> Problem requirements:
Give back every record exactly, images excluded.

> Collected data:
┌──

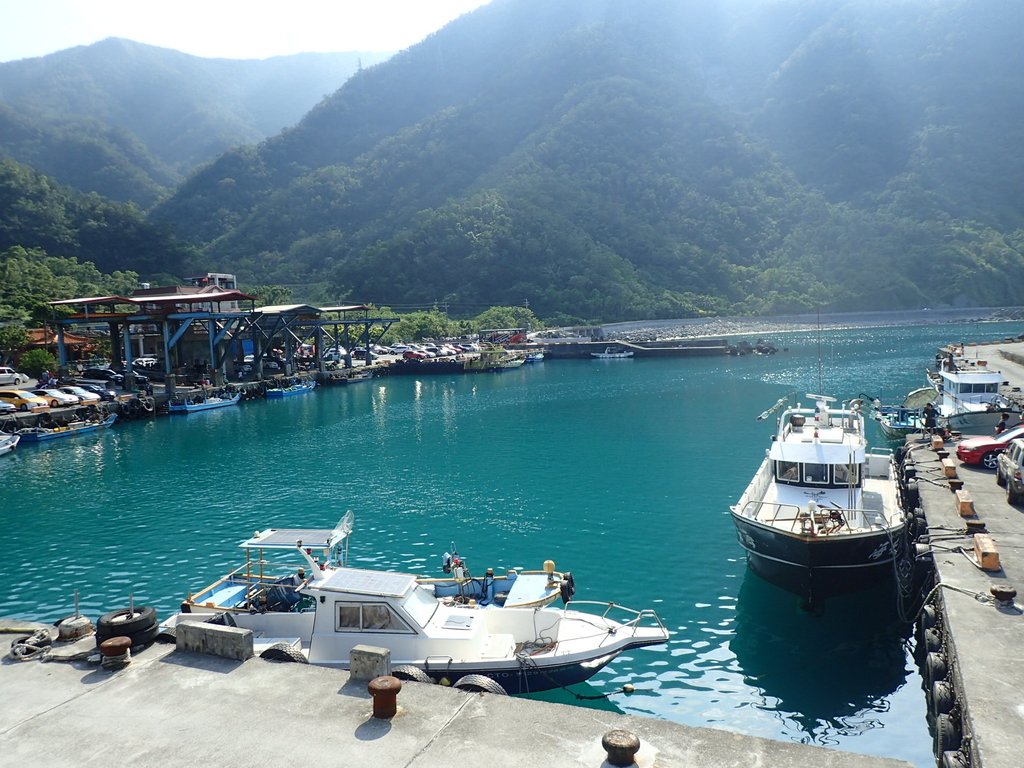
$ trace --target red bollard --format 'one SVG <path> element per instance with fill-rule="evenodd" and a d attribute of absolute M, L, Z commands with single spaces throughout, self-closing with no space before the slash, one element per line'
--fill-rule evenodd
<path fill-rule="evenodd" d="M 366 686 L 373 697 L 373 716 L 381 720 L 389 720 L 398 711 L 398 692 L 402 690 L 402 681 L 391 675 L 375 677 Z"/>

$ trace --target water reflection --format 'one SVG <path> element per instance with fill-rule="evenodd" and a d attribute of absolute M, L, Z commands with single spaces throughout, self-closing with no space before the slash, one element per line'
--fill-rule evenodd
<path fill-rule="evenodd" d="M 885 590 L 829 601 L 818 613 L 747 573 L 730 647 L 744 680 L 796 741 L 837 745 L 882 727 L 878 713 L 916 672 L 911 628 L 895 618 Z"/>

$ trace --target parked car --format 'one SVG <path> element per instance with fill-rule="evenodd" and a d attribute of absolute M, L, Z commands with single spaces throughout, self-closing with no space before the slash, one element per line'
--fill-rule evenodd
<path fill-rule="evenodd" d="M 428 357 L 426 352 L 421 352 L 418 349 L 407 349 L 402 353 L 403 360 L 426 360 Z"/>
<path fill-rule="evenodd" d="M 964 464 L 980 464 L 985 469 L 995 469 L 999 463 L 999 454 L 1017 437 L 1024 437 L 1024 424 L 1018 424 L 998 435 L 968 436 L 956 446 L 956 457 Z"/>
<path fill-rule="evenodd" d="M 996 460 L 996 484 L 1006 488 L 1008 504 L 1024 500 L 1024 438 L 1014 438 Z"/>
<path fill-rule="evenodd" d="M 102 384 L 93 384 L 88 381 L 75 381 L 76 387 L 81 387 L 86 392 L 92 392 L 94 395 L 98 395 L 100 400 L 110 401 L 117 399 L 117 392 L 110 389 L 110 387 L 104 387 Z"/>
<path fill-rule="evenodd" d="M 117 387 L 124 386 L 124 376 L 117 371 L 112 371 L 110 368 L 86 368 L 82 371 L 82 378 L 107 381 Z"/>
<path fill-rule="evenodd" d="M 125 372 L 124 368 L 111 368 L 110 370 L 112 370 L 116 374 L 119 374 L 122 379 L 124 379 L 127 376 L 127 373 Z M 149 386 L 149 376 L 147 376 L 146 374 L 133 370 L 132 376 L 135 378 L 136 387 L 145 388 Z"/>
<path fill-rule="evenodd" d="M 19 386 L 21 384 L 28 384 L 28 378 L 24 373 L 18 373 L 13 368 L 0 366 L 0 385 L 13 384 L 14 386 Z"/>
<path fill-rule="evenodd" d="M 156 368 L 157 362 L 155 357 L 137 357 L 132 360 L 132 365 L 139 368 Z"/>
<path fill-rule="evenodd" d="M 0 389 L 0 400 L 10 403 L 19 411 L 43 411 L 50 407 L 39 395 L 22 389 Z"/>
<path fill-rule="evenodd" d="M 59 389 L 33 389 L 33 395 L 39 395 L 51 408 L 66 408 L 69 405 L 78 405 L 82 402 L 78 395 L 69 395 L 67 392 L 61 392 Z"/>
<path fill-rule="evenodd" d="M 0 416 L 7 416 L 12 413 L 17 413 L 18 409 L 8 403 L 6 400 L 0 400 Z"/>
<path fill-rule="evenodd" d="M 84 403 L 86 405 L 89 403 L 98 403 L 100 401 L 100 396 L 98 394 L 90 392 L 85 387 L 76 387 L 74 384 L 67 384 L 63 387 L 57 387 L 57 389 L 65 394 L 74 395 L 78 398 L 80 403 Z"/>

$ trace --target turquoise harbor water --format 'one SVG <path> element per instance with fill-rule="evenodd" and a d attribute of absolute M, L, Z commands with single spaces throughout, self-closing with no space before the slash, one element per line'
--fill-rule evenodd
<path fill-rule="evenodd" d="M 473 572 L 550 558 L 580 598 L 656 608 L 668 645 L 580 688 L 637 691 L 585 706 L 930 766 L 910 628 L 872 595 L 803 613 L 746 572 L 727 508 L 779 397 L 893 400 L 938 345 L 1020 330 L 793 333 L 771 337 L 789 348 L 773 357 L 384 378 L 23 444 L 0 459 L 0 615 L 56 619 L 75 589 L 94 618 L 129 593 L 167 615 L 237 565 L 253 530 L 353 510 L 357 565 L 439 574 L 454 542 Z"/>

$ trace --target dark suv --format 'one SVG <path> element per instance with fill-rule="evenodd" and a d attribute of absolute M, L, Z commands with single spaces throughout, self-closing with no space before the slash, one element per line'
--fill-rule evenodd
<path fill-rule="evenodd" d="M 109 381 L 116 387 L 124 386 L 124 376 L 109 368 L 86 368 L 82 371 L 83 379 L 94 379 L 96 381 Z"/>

└──

> Task answer:
$ trace --target red bollard --format 'one SVG <path> element per instance with fill-rule="evenodd" and a d attribute of absolute M, L, Z commands with single spaces throughout, self-closing with no space before the slash, one element per line'
--fill-rule evenodd
<path fill-rule="evenodd" d="M 366 686 L 373 697 L 373 716 L 381 720 L 389 720 L 398 711 L 398 692 L 402 690 L 402 681 L 391 675 L 375 677 Z"/>

$ trace --target water reflection --format 'one SVG <path> element per instance with fill-rule="evenodd" and a d attribute of absolute M, L, Z commands with single spaces throughout, self-closing with no space before the slash, one element per line'
--fill-rule evenodd
<path fill-rule="evenodd" d="M 885 590 L 829 601 L 818 613 L 747 573 L 730 647 L 744 680 L 796 741 L 837 745 L 882 727 L 878 713 L 916 672 L 911 628 L 895 618 Z"/>

$ trace --target parked car --format 'one SVG <path> element per instance with fill-rule="evenodd" and a d attribute of absolute M, L, Z commands with single spaces throughout, self-closing with no space before the slash, one element per line'
--fill-rule evenodd
<path fill-rule="evenodd" d="M 428 357 L 426 352 L 421 352 L 418 349 L 407 349 L 402 353 L 403 360 L 426 360 Z"/>
<path fill-rule="evenodd" d="M 964 464 L 980 464 L 985 469 L 995 469 L 999 463 L 999 454 L 1017 437 L 1024 437 L 1024 424 L 1018 424 L 998 435 L 968 436 L 956 446 L 956 457 Z"/>
<path fill-rule="evenodd" d="M 996 460 L 996 484 L 1006 488 L 1008 504 L 1024 500 L 1024 438 L 1014 438 Z"/>
<path fill-rule="evenodd" d="M 102 384 L 93 384 L 88 381 L 75 381 L 76 387 L 81 387 L 86 392 L 92 392 L 94 395 L 98 395 L 100 400 L 110 401 L 117 399 L 117 392 L 110 389 L 110 387 L 104 387 Z"/>
<path fill-rule="evenodd" d="M 117 387 L 124 386 L 124 376 L 117 371 L 112 371 L 110 368 L 86 368 L 82 371 L 82 378 L 107 381 Z"/>
<path fill-rule="evenodd" d="M 125 372 L 124 368 L 111 368 L 110 370 L 112 370 L 116 374 L 119 374 L 122 379 L 124 379 L 127 376 L 127 373 Z M 149 386 L 149 376 L 147 376 L 146 374 L 133 370 L 132 376 L 135 378 L 136 387 L 145 388 Z"/>
<path fill-rule="evenodd" d="M 19 386 L 21 384 L 28 384 L 28 378 L 24 373 L 18 373 L 13 368 L 0 366 L 0 385 L 13 384 L 14 386 Z"/>
<path fill-rule="evenodd" d="M 156 368 L 157 362 L 155 357 L 137 357 L 132 360 L 132 365 L 139 368 Z"/>
<path fill-rule="evenodd" d="M 0 389 L 0 400 L 10 403 L 19 411 L 43 411 L 50 407 L 39 395 L 22 389 Z"/>
<path fill-rule="evenodd" d="M 59 389 L 33 389 L 33 395 L 39 395 L 51 408 L 66 408 L 69 405 L 78 405 L 82 402 L 78 395 L 69 395 L 67 392 L 61 392 Z"/>
<path fill-rule="evenodd" d="M 0 416 L 7 416 L 12 413 L 17 413 L 18 409 L 8 403 L 6 400 L 0 400 Z"/>
<path fill-rule="evenodd" d="M 84 403 L 86 405 L 89 403 L 98 403 L 100 401 L 100 396 L 98 394 L 90 392 L 85 387 L 76 387 L 74 384 L 67 384 L 63 387 L 57 387 L 57 389 L 65 394 L 74 395 L 78 398 L 80 403 Z"/>

$ trace --target turquoise harbor water --format 'one SVG <path> element per instance with fill-rule="evenodd" and a d attribute of absolute M, L, Z commands with single spaces throughout, self-closing with no space before the slash, one element per line'
--fill-rule evenodd
<path fill-rule="evenodd" d="M 473 572 L 550 558 L 580 598 L 656 608 L 668 645 L 580 688 L 637 691 L 585 706 L 930 766 L 910 628 L 872 595 L 803 613 L 746 572 L 727 508 L 779 397 L 893 400 L 938 345 L 1020 330 L 793 333 L 771 337 L 789 348 L 773 357 L 384 378 L 23 444 L 0 459 L 0 615 L 56 619 L 75 589 L 94 618 L 129 593 L 167 615 L 237 565 L 253 530 L 353 510 L 357 565 L 439 574 L 454 542 Z"/>

$ trace --target dark suv --format 'one SVG <path> element per instance with fill-rule="evenodd" and a d attribute of absolute M, L, Z commands with single spaces throughout, self-closing with no space before the slash, one element per line'
--fill-rule evenodd
<path fill-rule="evenodd" d="M 109 381 L 116 387 L 124 386 L 124 376 L 109 368 L 86 368 L 82 371 L 83 379 L 94 379 L 96 381 Z"/>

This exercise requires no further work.